**SUPPLIED DATA**
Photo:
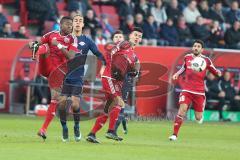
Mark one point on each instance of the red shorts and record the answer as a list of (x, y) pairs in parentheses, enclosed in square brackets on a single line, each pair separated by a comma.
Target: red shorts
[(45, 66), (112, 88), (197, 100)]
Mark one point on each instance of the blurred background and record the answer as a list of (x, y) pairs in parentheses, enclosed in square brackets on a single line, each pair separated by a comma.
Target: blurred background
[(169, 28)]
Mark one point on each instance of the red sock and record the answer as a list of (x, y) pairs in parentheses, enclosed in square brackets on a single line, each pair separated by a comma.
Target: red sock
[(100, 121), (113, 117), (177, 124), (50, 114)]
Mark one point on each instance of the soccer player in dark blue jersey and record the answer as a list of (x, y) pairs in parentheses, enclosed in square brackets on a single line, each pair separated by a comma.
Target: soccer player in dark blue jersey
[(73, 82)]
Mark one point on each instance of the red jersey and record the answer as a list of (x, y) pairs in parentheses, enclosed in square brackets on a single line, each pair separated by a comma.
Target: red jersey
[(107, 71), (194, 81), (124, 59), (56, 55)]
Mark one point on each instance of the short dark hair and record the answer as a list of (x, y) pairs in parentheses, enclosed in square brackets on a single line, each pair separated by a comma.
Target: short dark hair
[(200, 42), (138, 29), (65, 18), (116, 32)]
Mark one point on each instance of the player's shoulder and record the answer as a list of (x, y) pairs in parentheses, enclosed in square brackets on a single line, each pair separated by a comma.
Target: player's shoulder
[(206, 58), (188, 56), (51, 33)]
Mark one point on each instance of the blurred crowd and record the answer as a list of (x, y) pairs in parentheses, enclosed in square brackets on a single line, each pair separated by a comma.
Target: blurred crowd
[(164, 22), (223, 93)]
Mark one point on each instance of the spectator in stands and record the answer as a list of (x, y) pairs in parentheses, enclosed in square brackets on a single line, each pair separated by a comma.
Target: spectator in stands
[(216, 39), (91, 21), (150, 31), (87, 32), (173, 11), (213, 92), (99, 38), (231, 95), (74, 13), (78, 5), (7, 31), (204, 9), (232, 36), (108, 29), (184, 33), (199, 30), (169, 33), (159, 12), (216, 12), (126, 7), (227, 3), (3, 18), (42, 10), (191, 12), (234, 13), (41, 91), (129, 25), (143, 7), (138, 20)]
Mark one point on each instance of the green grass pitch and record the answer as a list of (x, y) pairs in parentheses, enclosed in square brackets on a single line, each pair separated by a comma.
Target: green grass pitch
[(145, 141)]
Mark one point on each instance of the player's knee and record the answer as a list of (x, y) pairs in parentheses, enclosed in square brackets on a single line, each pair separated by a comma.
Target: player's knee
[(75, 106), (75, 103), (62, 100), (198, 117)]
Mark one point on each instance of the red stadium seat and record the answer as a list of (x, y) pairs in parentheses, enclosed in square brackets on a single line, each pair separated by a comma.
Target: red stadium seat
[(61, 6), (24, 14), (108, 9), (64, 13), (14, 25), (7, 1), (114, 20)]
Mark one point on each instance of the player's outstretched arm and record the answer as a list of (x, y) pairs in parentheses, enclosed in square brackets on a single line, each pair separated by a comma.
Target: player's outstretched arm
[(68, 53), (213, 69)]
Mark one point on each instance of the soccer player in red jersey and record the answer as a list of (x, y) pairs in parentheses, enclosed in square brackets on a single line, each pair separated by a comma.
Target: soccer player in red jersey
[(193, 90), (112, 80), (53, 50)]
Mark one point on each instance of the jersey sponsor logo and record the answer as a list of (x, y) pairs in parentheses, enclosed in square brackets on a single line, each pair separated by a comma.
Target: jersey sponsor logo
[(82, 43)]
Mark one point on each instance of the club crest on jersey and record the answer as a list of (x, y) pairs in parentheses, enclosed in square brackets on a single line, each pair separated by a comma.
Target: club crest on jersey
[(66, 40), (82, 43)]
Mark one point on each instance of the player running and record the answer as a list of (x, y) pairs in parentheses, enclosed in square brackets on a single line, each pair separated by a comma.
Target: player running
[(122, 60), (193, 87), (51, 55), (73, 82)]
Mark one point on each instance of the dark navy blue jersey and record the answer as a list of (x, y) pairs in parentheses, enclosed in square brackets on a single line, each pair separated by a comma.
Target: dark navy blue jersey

* * *

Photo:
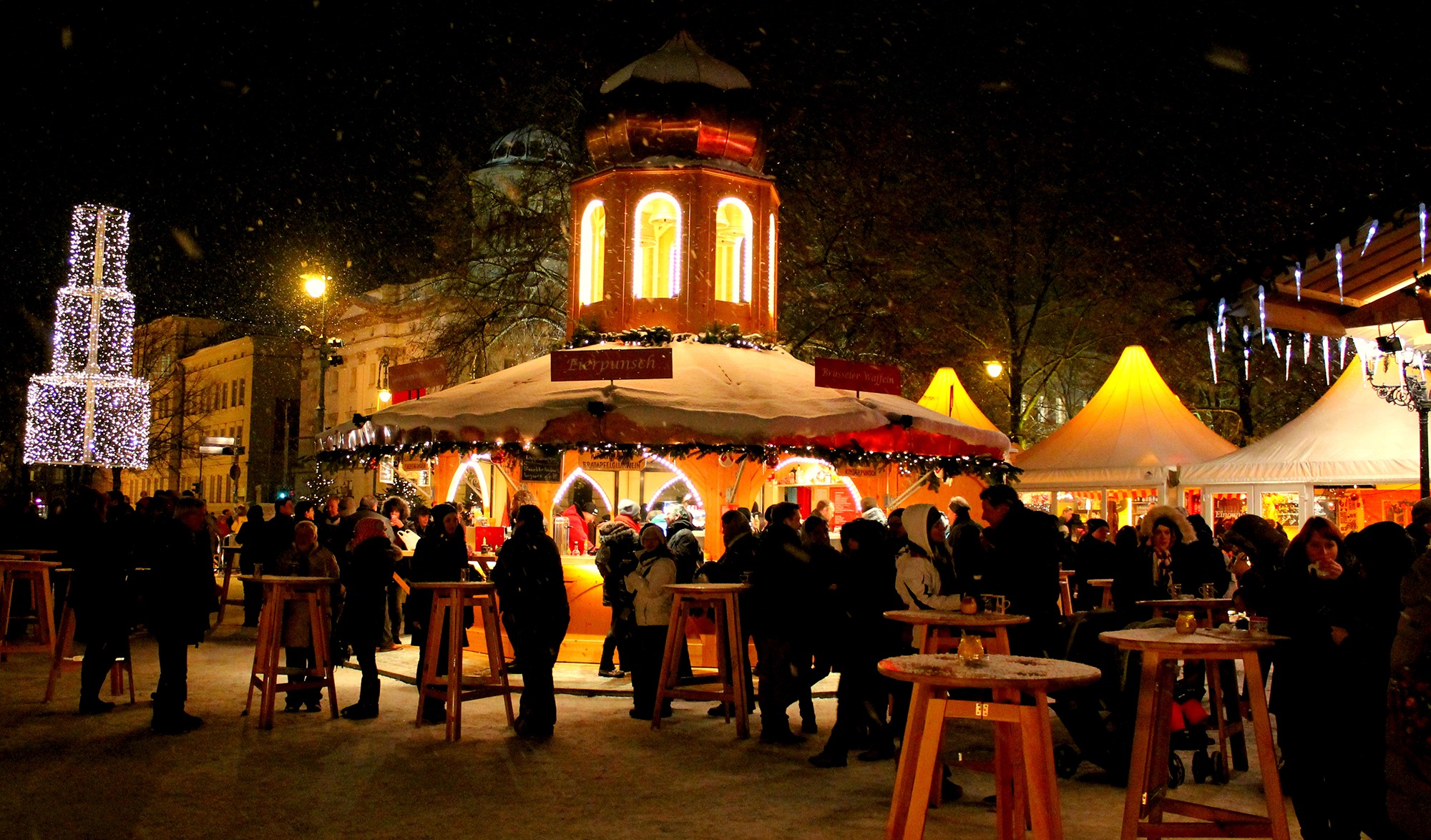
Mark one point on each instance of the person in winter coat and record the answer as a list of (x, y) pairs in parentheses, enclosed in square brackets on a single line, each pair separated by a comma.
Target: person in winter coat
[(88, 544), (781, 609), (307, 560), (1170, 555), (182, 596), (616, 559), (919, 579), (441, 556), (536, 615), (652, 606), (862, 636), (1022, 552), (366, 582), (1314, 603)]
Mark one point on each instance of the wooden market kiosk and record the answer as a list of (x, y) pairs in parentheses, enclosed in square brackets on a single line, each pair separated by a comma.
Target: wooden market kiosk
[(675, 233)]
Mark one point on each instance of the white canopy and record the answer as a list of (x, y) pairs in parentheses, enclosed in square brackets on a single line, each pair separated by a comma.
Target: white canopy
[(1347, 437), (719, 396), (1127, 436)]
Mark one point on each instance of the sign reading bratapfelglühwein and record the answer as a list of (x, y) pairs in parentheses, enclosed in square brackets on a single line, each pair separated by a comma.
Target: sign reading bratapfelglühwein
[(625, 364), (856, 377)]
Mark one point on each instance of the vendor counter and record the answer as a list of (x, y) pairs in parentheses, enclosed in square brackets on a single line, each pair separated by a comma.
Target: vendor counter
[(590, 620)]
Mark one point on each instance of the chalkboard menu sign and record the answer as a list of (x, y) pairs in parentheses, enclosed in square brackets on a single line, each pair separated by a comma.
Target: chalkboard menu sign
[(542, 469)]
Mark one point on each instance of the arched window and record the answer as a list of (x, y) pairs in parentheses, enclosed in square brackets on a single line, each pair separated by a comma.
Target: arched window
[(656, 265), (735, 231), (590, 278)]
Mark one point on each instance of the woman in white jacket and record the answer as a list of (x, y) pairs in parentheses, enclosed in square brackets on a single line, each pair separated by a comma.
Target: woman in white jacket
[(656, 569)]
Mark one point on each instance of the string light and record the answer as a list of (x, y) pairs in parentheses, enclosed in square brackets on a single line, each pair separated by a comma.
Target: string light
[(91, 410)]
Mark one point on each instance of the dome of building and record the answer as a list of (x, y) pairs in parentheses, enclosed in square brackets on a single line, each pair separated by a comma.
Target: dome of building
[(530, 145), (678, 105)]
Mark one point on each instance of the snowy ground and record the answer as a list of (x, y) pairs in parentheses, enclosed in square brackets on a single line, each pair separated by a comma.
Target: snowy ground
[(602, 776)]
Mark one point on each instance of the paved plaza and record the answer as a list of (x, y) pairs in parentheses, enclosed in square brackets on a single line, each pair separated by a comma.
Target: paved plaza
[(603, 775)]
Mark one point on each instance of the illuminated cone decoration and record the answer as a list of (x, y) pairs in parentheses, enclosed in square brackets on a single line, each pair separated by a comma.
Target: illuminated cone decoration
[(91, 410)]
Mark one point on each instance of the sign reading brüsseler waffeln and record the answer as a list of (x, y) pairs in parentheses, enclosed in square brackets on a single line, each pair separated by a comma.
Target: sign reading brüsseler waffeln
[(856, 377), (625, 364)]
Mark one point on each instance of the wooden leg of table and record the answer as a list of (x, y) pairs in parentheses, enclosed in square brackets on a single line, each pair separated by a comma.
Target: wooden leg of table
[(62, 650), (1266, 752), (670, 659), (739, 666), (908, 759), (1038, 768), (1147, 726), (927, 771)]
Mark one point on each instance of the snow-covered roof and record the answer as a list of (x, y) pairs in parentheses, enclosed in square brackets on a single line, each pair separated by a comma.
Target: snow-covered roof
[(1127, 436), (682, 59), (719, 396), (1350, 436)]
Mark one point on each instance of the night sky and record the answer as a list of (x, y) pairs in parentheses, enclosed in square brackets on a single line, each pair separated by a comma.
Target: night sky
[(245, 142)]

--

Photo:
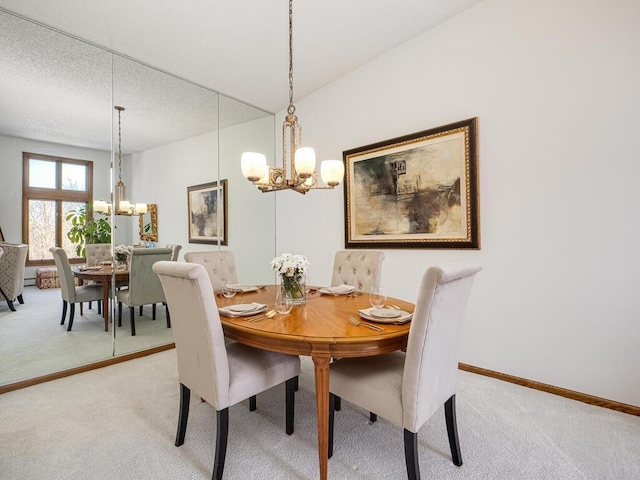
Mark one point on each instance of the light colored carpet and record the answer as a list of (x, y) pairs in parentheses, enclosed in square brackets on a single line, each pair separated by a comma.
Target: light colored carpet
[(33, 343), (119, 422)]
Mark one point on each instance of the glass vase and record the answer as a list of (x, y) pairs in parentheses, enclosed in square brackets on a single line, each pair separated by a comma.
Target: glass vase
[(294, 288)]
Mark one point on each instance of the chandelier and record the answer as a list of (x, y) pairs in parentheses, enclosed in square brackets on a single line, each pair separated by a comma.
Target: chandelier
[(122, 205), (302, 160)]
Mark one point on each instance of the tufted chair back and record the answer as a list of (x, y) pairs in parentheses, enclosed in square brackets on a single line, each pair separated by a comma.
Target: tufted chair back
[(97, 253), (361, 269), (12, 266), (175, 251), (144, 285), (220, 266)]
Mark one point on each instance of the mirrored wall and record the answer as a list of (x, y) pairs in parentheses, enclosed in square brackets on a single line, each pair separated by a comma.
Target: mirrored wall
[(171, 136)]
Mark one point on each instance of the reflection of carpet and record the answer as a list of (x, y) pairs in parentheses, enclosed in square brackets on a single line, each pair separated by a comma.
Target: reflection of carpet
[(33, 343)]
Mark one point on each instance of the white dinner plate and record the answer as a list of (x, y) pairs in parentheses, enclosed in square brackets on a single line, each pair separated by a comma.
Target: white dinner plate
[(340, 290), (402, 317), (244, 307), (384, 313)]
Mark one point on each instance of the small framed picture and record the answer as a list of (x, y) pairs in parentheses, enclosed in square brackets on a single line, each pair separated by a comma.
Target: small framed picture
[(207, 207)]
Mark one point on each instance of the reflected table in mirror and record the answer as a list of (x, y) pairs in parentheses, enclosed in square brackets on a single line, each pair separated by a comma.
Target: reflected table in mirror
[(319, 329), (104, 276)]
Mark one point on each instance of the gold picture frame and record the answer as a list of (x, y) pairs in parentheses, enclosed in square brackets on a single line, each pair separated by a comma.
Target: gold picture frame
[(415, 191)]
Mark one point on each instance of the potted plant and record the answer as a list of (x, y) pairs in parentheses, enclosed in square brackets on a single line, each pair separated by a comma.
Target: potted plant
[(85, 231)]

**DIRECTIVE**
Scale the lines between the one holding "Mark one point on each instance of the reflected" and the one holding "[(85, 231)]", inclusive, by writing them all out again with the requests included. Multiply each point coordinate in the answers by 2.4 and round it to a whole number, with halves rounding up.

**SOLVED PROBLEM**
Mark one point on each instance of the reflected table in mirror and record the answer as a list of (x, y) pairs in parentheses, enclosed in square brackets on a single line, each pair separated by a comma.
Target: reflected table in mirror
[(766, 790), (250, 662)]
Mark one point on each instance of the gold picture frame and record the answer as a list of (x, y) pairs in parentheses, enclosed in square brackets on a single line, each pair separated by a comma.
Target: gold picture frame
[(996, 458)]
Mark one point on each instance of the potted plant and record the answer as a list of (x, y) pairs in parentheses, enclosed in square brackets on a single line, each pair separated by a comma.
Target: potted plant
[(204, 554)]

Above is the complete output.